=== Recorded data ===
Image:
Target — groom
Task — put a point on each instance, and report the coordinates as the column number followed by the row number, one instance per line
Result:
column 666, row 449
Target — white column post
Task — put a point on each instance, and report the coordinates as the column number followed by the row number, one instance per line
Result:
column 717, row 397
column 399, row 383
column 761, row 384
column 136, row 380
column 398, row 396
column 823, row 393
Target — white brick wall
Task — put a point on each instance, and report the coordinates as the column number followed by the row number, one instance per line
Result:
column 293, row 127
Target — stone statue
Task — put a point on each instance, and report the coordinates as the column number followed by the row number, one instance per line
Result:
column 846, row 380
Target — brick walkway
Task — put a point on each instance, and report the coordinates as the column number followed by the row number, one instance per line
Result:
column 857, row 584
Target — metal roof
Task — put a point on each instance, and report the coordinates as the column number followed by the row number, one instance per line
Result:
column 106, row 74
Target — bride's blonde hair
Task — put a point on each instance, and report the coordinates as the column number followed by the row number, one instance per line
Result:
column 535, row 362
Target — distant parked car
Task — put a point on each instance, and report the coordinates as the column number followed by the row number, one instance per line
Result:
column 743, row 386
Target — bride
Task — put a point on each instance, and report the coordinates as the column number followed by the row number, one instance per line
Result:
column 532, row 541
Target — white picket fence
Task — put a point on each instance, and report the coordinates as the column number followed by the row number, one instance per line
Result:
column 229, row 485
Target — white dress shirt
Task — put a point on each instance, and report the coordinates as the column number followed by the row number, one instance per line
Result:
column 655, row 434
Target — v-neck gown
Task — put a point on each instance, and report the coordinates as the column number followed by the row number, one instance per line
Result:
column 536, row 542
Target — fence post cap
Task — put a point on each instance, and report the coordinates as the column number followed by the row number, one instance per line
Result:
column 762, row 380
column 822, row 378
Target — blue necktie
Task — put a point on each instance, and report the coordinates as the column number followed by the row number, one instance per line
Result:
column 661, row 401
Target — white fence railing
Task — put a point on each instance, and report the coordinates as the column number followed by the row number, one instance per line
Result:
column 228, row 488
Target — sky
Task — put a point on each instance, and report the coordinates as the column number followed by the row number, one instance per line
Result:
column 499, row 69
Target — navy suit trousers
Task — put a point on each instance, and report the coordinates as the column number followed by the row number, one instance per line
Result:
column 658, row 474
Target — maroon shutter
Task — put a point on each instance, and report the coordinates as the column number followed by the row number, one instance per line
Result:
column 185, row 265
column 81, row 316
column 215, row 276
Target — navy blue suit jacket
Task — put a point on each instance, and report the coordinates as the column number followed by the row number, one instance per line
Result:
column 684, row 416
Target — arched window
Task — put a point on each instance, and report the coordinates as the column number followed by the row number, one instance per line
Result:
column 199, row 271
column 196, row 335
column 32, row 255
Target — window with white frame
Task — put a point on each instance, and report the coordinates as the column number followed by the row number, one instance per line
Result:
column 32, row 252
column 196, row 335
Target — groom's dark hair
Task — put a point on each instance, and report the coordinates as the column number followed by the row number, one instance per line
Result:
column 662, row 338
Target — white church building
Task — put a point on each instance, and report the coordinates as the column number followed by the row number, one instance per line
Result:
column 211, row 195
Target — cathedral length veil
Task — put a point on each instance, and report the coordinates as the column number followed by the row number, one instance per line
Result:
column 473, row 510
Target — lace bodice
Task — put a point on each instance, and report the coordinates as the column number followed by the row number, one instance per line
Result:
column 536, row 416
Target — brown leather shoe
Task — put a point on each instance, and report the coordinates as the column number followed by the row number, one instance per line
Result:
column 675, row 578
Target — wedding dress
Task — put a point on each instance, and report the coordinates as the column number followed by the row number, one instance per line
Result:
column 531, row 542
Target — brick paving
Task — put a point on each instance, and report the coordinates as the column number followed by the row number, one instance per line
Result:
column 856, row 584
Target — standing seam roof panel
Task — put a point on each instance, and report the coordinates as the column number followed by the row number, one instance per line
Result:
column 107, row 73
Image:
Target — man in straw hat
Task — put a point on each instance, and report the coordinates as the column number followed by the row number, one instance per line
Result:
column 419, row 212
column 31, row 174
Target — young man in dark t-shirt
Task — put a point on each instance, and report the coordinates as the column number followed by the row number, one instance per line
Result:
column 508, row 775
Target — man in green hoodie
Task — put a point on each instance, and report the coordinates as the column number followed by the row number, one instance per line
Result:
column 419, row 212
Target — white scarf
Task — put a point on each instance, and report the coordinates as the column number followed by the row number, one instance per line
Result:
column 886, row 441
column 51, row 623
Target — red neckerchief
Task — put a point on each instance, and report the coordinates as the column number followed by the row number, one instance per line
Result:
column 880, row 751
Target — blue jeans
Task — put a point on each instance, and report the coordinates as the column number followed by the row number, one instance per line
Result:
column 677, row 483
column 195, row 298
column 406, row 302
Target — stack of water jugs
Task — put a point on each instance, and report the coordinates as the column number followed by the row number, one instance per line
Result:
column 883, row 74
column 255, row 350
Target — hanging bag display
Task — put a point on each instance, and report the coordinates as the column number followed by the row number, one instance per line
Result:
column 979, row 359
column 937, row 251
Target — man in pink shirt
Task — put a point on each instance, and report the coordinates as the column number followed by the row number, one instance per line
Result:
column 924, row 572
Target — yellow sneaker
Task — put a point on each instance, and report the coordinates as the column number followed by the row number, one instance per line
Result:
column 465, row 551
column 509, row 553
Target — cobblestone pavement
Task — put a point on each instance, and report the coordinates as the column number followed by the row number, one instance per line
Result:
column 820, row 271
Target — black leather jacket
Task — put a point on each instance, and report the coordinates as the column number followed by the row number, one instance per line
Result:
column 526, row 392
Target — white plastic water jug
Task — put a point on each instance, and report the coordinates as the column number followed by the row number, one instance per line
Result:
===
### Work required
All of the lines above should be returned exactly as written.

### Written response
Image:
Target — groom
Task — put a point on each instance, and report the coordinates as the column number followed by the row number, one instance per line
Result:
column 666, row 449
Target — white column post
Task — put a point on each instance, and report the coordinates as the column number followed by the row number, one instance per line
Result:
column 717, row 397
column 399, row 383
column 761, row 384
column 136, row 380
column 398, row 396
column 823, row 393
Target — white brick wall
Task — put a point on each instance, and report the coordinates as the column number followed by the row number, one instance per line
Result:
column 293, row 127
Target — stone statue
Task — put a point on each instance, and report the coordinates as the column number followed by the row number, one instance per line
Result:
column 846, row 380
Target — brick walkway
Task — put a point on each instance, and report the coordinates as the column number followed by the row number, one instance per line
Result:
column 857, row 584
Target — metal roof
Task — put a point on each instance, and report the coordinates as the column number followed by the row number, one instance per line
Result:
column 106, row 74
Target — bride's blonde hair
Task — put a point on each instance, and report the coordinates as the column number followed by the row number, one instance per line
Result:
column 535, row 362
Target — distant parked car
Task — put a point on each instance, and report the coordinates as the column number followed by the row number, one instance per line
Result:
column 743, row 386
Target — bride
Task — put a point on each instance, and report the coordinates as the column number followed by the row number, one instance per line
Result:
column 532, row 541
Target — white picket fence
Task — put a point on each instance, and report the coordinates as the column number followed by the row number, one instance per line
Result:
column 229, row 485
Target — white dress shirt
Task — put a point on each instance, and report the coordinates as the column number followed by the row number, one instance per line
Result:
column 655, row 434
Target — v-neck gown
Task — put a point on each instance, and report the coordinates as the column number followed by the row number, one instance per line
Result:
column 536, row 542
Target — fence post cap
Task — put a point on each instance, and report the coordinates as the column number followed by the row number, one instance per line
Result:
column 762, row 380
column 822, row 378
Target — blue necktie
Task — put a point on each instance, and report the coordinates as the column number followed by the row number, one instance per line
Result:
column 661, row 401
Target — white fence railing
Task — put a point on each instance, and report the coordinates as the column number followed by the row number, one instance per line
Result:
column 228, row 488
Target — sky
Task — put a point on each instance, and report the coordinates as the column number followed by the row number, one instance per line
Result:
column 499, row 69
Target — navy suit trousers
Task — put a point on each instance, and report the coordinates as the column number followed by the row number, one instance per line
Result:
column 658, row 474
Target — maroon shutter
Task — put a point on each instance, and report the coordinates as the column number followed by the row number, one instance per line
Result:
column 185, row 265
column 81, row 316
column 215, row 276
Target — navy blue suit jacket
Task — put a point on each instance, and report the coordinates as the column number followed by the row number, one instance per line
Result:
column 684, row 416
Target — arched window
Task — put a point on each instance, and report the coordinates as the column number followed by the row number, one instance per line
Result:
column 199, row 271
column 196, row 335
column 32, row 255
Target — window with white frame
Task — put a point on each instance, and report the coordinates as the column number followed by the row number, one instance per line
Result:
column 32, row 252
column 196, row 335
Target — groom's dark hair
Task — put a point on each instance, and report the coordinates as the column number followed by the row number, one instance per line
Result:
column 662, row 338
Target — white church building
Task — put a point on each instance, and report the coordinates as the column number followed by the row number, one instance per line
Result:
column 211, row 195
Target — cathedral length veil
Task — put a point on each instance, and report the coordinates as the column number followed by the row number, one instance per line
Result:
column 473, row 510
Target — lace bodice
Task — put a point on each instance, and report the coordinates as the column number followed by the row number, one instance per line
Result:
column 536, row 416
Target — brown leather shoe
Task — put a point on each instance, and report the coordinates as the column number followed by the row number, one instance per line
Result:
column 675, row 578
Target — wedding dress
Task — put a point on each instance, and report the coordinates as the column number followed by the row number, one instance per line
Result:
column 531, row 542
Target — brick paving
Task — put a point on each instance, and report the coordinates as the column number followed by the row number, one instance per line
Result:
column 856, row 584
Target — standing seam roof panel
Task — put a point on each instance, and report the coordinates as the column number followed by the row number, one instance per line
Result:
column 107, row 73
Image:
Target — man in straw hat
Task — put a point on each instance, and report the coordinates as the column number followed by the row number, one instance per line
Result:
column 419, row 212
column 31, row 174
Target — young man in dark t-shirt
Task — put a point on each instance, and report the coordinates as the column number followed by the row number, one instance per line
Result:
column 508, row 775
Target — man in green hoodie
Task — put a point on each instance, and report the coordinates as the column number followed by the row number, one instance per line
Result:
column 419, row 212
Target — white scarf
Task — put a point on each instance, and report the coordinates as the column number followed by the row number, one instance per line
Result:
column 886, row 441
column 51, row 623
Target — red neckerchief
Task — put a point on each instance, and report the coordinates as the column number followed by the row number, one instance per line
Result:
column 880, row 751
Target — blue jeans
Task — put a point on each instance, and report the coordinates as the column number followed by the row number, one instance per line
Result:
column 677, row 483
column 195, row 298
column 406, row 302
Target — stack of water jugs
Task — put a point on each instance, and report the coordinates as the column number followed by the row number, one instance per line
Result:
column 883, row 74
column 255, row 350
Target — hanging bag display
Task — put a point on each instance, and report the coordinates as the column number followed by the row number, one instance per line
Result:
column 979, row 359
column 937, row 251
Target — man in pink shirt
Task — put a point on each instance, and report the coordinates as the column number followed by the row number, one instance per line
Result:
column 924, row 572
Target — yellow sneaker
Task — put a point on each instance, and report the coordinates as the column number followed by the row number, one instance per line
Result:
column 465, row 551
column 509, row 553
Target — cobblestone pavement
Task — put a point on each instance, and report the coordinates as the column number followed by the row number, one instance per line
Result:
column 820, row 271
Target — black leather jacket
Task — put a point on each instance, and report the coordinates as the column number followed by the row number, one instance per line
Result:
column 526, row 392
Target — white plastic water jug
Task — put a point on each instance, and report the coordinates as the column number followed by the row number, one instance per line
Result:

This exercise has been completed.